Items listed in a dataset:
● ● ●
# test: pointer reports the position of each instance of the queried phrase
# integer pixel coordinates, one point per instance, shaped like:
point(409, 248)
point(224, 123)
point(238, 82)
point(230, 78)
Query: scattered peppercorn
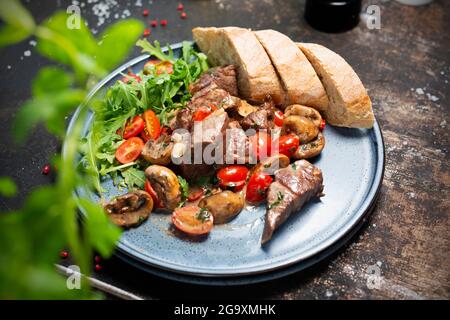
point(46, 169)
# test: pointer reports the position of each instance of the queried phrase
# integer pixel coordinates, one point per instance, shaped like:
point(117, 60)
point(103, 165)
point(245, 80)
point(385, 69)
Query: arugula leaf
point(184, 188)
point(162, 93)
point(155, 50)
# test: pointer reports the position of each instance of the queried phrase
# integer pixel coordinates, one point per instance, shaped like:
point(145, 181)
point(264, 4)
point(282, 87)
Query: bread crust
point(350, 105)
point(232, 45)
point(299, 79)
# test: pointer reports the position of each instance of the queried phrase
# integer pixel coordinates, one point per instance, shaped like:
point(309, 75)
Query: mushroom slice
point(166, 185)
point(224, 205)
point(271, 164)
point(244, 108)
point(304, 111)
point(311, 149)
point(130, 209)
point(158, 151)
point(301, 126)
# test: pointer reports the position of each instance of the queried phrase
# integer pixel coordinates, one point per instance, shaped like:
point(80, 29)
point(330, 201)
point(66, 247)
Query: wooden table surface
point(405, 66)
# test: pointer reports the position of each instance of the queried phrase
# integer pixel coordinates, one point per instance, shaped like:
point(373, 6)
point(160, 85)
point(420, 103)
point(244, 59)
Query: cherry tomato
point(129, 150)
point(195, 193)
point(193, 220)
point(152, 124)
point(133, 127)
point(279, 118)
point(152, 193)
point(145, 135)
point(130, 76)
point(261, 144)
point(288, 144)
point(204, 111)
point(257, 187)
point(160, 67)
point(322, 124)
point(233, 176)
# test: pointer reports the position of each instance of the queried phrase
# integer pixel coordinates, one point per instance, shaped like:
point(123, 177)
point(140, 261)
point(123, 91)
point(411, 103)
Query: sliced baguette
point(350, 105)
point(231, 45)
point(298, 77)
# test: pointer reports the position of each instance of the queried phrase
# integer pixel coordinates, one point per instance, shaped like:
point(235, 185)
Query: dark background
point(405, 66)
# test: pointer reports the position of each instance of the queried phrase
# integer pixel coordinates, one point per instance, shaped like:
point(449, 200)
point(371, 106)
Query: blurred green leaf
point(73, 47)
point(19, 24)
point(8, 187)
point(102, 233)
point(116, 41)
● ● ●
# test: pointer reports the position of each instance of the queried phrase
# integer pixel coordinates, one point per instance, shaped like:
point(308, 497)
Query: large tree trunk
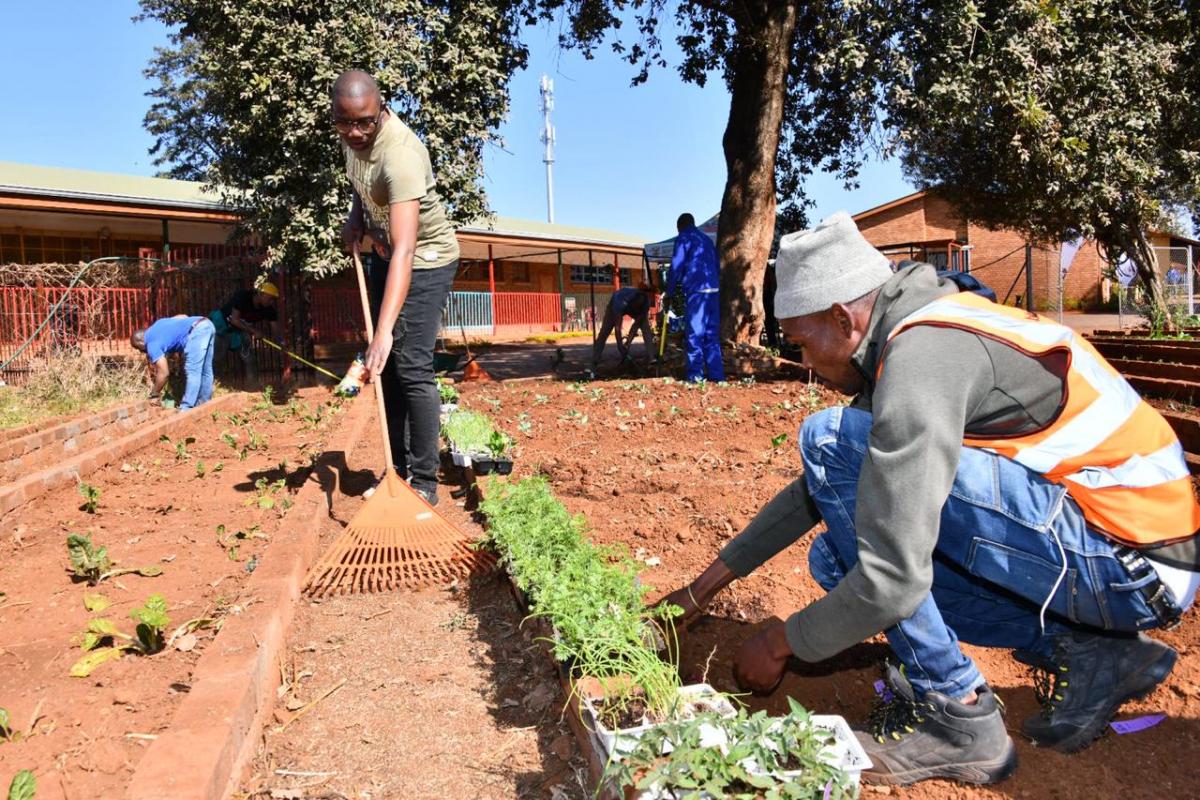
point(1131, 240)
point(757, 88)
● ● ●
Task item
Among the entries above, find the line with "point(330, 201)" and the line with "point(420, 103)"; give again exactly these two lines and all lines between them.

Solution to the exercise
point(330, 201)
point(66, 247)
Query: wooden table surface
point(405, 66)
# test: pointer reports the position of each instance of the queried phrase
# integer pixel coordinates, one point per instance, shaped like:
point(373, 6)
point(160, 85)
point(420, 103)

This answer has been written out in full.